Challenge ▸ Give only the number of lines in the rows below that contain the string "light". Case counts.
══════════
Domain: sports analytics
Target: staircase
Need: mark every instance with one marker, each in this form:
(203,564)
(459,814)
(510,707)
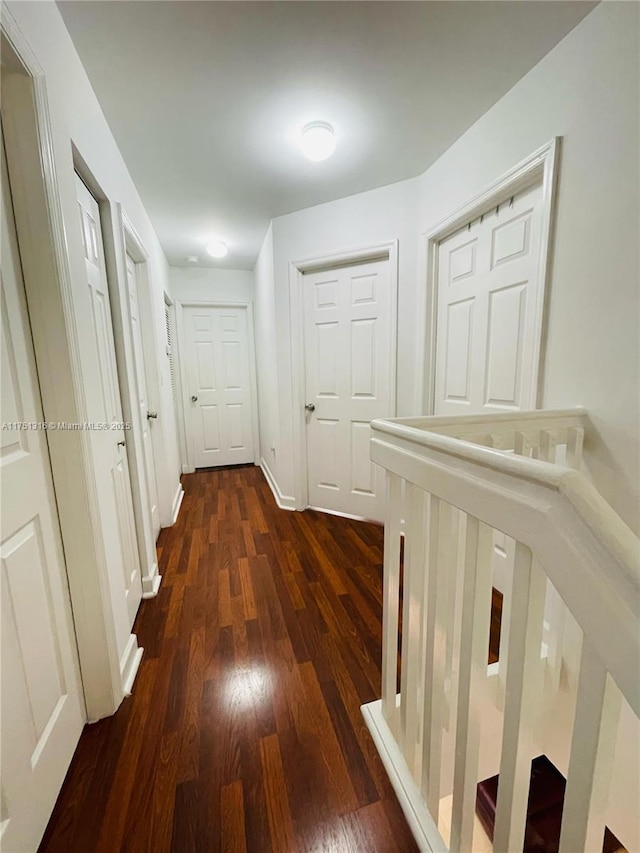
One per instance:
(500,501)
══════════
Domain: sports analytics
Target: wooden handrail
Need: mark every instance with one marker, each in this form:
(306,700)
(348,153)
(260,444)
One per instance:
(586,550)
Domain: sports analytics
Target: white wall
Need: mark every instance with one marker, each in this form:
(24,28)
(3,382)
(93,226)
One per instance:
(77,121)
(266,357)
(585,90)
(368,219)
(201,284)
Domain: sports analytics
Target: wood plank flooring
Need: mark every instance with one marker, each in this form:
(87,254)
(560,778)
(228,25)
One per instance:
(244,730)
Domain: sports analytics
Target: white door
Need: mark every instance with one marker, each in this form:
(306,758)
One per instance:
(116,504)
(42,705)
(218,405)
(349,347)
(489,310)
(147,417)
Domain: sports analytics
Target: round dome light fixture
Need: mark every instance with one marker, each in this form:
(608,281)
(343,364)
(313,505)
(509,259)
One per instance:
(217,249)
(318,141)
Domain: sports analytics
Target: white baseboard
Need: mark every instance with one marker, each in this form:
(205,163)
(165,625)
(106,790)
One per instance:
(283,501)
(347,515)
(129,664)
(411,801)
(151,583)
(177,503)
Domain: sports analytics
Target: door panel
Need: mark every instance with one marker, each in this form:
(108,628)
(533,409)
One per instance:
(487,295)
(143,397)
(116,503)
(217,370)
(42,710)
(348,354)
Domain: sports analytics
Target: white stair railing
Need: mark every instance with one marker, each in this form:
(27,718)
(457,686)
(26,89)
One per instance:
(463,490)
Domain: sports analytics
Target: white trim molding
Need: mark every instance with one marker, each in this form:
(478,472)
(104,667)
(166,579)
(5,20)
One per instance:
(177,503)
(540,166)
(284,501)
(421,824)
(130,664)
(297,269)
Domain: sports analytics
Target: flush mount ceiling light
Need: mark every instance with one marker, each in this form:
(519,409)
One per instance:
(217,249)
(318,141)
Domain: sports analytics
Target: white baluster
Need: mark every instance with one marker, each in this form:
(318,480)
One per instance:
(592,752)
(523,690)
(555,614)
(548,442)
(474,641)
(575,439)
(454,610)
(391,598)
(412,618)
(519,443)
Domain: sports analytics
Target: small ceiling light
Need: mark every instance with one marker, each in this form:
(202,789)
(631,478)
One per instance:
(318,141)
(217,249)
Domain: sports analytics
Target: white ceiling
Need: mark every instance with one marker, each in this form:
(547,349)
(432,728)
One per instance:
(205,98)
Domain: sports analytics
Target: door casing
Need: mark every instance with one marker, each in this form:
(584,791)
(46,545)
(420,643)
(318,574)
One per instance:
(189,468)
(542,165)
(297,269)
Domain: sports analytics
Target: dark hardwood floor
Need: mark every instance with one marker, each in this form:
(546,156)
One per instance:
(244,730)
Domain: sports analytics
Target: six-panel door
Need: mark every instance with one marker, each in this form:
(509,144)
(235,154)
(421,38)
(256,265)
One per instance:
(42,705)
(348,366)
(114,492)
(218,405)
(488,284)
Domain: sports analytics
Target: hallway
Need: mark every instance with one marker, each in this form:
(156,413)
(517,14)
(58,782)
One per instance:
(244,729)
══════════
Response below ▸ 3